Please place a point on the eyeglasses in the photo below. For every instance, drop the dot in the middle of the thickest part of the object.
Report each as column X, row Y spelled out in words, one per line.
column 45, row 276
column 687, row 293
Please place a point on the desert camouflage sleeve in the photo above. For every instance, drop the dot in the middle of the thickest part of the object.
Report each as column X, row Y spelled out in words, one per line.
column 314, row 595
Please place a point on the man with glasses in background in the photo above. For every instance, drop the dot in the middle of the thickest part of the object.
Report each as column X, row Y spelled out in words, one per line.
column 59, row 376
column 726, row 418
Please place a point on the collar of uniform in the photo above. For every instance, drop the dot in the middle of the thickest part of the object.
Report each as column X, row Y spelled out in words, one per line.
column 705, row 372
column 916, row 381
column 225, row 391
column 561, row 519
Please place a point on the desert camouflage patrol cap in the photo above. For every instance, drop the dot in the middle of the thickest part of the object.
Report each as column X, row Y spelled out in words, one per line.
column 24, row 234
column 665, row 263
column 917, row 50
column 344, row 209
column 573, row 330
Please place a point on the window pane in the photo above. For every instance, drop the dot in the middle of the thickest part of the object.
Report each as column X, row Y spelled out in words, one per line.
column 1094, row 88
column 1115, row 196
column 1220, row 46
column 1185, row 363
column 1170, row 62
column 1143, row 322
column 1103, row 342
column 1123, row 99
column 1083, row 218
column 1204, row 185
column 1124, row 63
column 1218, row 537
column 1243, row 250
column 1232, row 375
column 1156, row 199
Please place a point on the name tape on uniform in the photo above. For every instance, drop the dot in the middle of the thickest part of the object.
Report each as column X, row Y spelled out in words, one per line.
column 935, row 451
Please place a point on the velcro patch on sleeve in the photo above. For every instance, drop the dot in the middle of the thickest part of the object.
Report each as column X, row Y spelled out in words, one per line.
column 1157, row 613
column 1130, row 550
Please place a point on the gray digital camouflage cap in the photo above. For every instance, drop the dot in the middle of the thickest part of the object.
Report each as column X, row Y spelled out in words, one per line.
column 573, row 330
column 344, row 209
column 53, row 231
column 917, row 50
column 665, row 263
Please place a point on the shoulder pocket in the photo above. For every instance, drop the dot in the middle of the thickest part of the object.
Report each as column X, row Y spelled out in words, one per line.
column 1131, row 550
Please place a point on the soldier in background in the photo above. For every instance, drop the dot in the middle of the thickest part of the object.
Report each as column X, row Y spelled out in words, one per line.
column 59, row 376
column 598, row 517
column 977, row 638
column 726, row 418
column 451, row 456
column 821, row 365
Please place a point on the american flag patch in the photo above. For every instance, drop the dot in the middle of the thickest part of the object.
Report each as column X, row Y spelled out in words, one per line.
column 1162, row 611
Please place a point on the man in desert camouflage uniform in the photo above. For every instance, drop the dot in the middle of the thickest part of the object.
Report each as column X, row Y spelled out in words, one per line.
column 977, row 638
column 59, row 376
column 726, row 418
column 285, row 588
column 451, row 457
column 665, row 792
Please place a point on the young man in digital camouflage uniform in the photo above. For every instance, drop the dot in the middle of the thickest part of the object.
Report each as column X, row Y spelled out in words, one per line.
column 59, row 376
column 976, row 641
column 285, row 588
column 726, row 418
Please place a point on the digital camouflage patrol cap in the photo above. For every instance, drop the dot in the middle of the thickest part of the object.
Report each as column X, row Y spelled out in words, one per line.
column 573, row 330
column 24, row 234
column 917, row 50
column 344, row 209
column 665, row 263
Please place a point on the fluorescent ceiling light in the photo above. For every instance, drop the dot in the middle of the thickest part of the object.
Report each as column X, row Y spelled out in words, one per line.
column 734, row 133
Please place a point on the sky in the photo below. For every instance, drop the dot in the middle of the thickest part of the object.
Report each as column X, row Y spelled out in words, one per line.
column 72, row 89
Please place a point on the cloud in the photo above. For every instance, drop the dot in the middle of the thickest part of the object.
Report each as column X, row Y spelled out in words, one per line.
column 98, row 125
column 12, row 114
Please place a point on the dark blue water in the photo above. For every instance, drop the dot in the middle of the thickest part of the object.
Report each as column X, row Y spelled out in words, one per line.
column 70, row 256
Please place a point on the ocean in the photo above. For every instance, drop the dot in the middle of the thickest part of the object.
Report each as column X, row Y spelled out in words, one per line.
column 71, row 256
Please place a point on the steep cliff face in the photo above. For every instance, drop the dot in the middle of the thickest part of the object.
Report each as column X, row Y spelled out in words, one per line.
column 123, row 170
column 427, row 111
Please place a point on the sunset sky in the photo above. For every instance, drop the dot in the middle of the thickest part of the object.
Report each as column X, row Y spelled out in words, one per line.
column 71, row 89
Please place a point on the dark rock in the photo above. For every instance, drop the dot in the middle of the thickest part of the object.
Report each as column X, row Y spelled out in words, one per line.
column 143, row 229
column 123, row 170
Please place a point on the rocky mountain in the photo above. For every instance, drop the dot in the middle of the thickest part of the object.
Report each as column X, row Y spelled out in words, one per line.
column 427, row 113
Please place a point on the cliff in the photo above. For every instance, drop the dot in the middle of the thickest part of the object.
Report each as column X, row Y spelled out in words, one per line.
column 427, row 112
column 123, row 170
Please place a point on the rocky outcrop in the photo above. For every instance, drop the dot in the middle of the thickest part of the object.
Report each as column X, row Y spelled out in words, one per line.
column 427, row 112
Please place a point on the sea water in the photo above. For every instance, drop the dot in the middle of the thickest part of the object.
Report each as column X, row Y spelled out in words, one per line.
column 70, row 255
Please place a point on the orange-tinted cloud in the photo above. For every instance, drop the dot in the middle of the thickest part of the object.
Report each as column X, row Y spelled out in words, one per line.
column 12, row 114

——

**DO THIS:**
Set down every item above once more, word for word and unchanged.

**REPLY TO THE EXERCISE:**
Please place a point on the eyeglasses in the photo below. For every instance, drop the dot in the middle of the thickest part of the object.
Report each as column X, row Y spelled out in words, one per line.
column 45, row 276
column 687, row 293
Please place a point on the desert camouflage sleeve in the photo above. For every instance, drop the dot in the middle of the thickest part of the object.
Report each as column X, row Y spelled out in words, one per line.
column 314, row 595
Please place a point on the man with glasses in background in the photo above. For every instance, drop the dot in the middle of the thickest part of the object.
Report each as column X, row Y spelled out in words, one per line.
column 59, row 376
column 726, row 418
Please place a point on the collar of uniform in the photo above. For every instance, drop the dot in the middle of the thickest part of the object.
Report each as column X, row Y spelled out in words, one per line.
column 705, row 372
column 916, row 381
column 225, row 391
column 561, row 519
Please place a point on the desert camouflage patrol cap in the photo above. For every instance, drop the dot in the middle of the thickest part of the object.
Report each as column X, row Y spelled out in words, one per line.
column 24, row 234
column 665, row 263
column 917, row 50
column 344, row 209
column 573, row 330
Please place a point on the window pane in the photo above. For every instance, drop the dot in the middle of the thickest part of the object.
Report each as column X, row Y spelled out in words, one per line.
column 1094, row 88
column 1115, row 196
column 1220, row 46
column 1185, row 363
column 1170, row 62
column 1143, row 322
column 1103, row 342
column 1123, row 99
column 1083, row 218
column 1204, row 185
column 1124, row 63
column 1218, row 537
column 1243, row 250
column 1232, row 375
column 1156, row 199
Please place a point on the name tape on uniform in the photo above. For every instance, drop the dot in the middle of the thickest part of the object.
Report each as column X, row Y spelled out in words, one per line.
column 935, row 451
Please place a point on the velcro patch on sleeve in the photo above. For every instance, drop the dot in the middle of the thickest part of the object.
Report each as column X, row Y spelled out in words, one per line.
column 1157, row 613
column 1130, row 550
Please place a point on the gray digital camouflage cap in the photo above. For every instance, drop the dot in the middle of the thickest part of the object.
Report each as column X, row Y spelled out in words, one per line.
column 573, row 330
column 344, row 209
column 53, row 231
column 917, row 50
column 665, row 263
Please place a point on the shoulder pocket in the photo above. For every instance, drop the dot in the middle of the thickest part of the object.
Report each as column X, row Y spelled out in words, one per line.
column 1131, row 550
Please place a point on the soldier in background in the photo above. For every instance, drop the dot in the middle of the thickest part of the object.
Report each as column X, row Y spelled out in words, one per line.
column 59, row 376
column 598, row 517
column 977, row 638
column 726, row 418
column 451, row 456
column 821, row 365
Please place a point on the american flag patch in the photo above. For every instance, drop the dot in the middle of the thickest part of the object.
Report each as column X, row Y spelled out in words, one per line.
column 1162, row 611
Please place a point on the man in desert camouflage uniform in the photo above. For every instance, drop the dot in the middle of the thickest part of the object.
Report each as column X, row Y spelled out in words, one per line.
column 977, row 638
column 59, row 376
column 726, row 418
column 285, row 588
column 451, row 457
column 665, row 792
Please place a point on the young man in digital camouflage uniform in the photo above. For every instance, drop the dot in the middle of the thickest part of the object.
Report each as column X, row Y spelled out in words, one per line.
column 59, row 376
column 976, row 641
column 285, row 588
column 726, row 418
Please place a point on the digital camouflage patrol cap in the photo above. For every instance, drop the dot in the middle of the thickest part of the object.
Report each as column X, row Y spelled out in words, one per line.
column 573, row 330
column 24, row 234
column 917, row 50
column 344, row 209
column 665, row 263
Please place a point on the fluorescent ceiling light in the photo above. For every instance, drop the dot in the middle of the thickest part of the object.
Report each as column X, row Y spelled out in words, one per line.
column 734, row 133
Please place a point on the sky in the photo below. For every instance, drop the dot in the middle of the thickest part of the object.
Report each as column X, row Y spelled out in words, one per line.
column 72, row 89
Please place a point on the cloud in the photo above. For every instance, drop the dot in the middle of the thickest part of the object.
Report each as column X, row Y spelled out in words, one per line.
column 98, row 125
column 12, row 114
Please place a point on the dark blue water in the photo above. For every instance, drop the dot in the middle of the thickest part of the object.
Report each as column X, row Y spelled out in words, one per line.
column 70, row 256
Please place a point on the ocean in the photo above. For every instance, drop the dot in the middle of the thickest part of the object.
Report each as column X, row Y spelled out in words, one per line.
column 71, row 256
Please place a point on the steep cliff face in the photo above. For every instance, drop the dot in the middle of the thickest part of the object.
Report each as column X, row Y spelled out in words, one per line.
column 123, row 170
column 427, row 111
Please place a point on the sunset sky in the photo above. For every instance, drop the dot in the middle of the thickest part of the object.
Report each as column X, row Y spelled out in words, one per line.
column 71, row 89
Please place a point on the dark rock in the photo above. For every instance, drop the dot in the middle of the thickest part of the object.
Report each as column X, row Y spelled out in words, one per line.
column 143, row 229
column 123, row 170
Please place a point on the rocky mountain in the photo above. For every instance, drop the dot in the middle of the thickest part of the object.
Report each as column X, row Y spelled out in words, one per line.
column 427, row 113
Please place a point on the cliff in the photo above. For every instance, drop the dot in the middle of the thickest part of the object.
Report each as column X, row Y spelled out in words, one per line.
column 427, row 112
column 123, row 170
Please place a point on the rocky outcrop in the photo above. For every instance, drop the dot in the middle of the thickest part of the object.
Report each as column X, row Y spelled out in words, one per line.
column 427, row 112
Please place a point on the sea water in the photo above. For every instance, drop the dot in the middle of the thickest part of the object.
Report each as column X, row Y spelled out in words, one per line.
column 70, row 255
Please place a point on the orange-tinted cloud in the photo above. For every instance, drop the dot in the middle of the thickest part of the object.
Report each as column X, row Y spelled out in words, one per line.
column 12, row 114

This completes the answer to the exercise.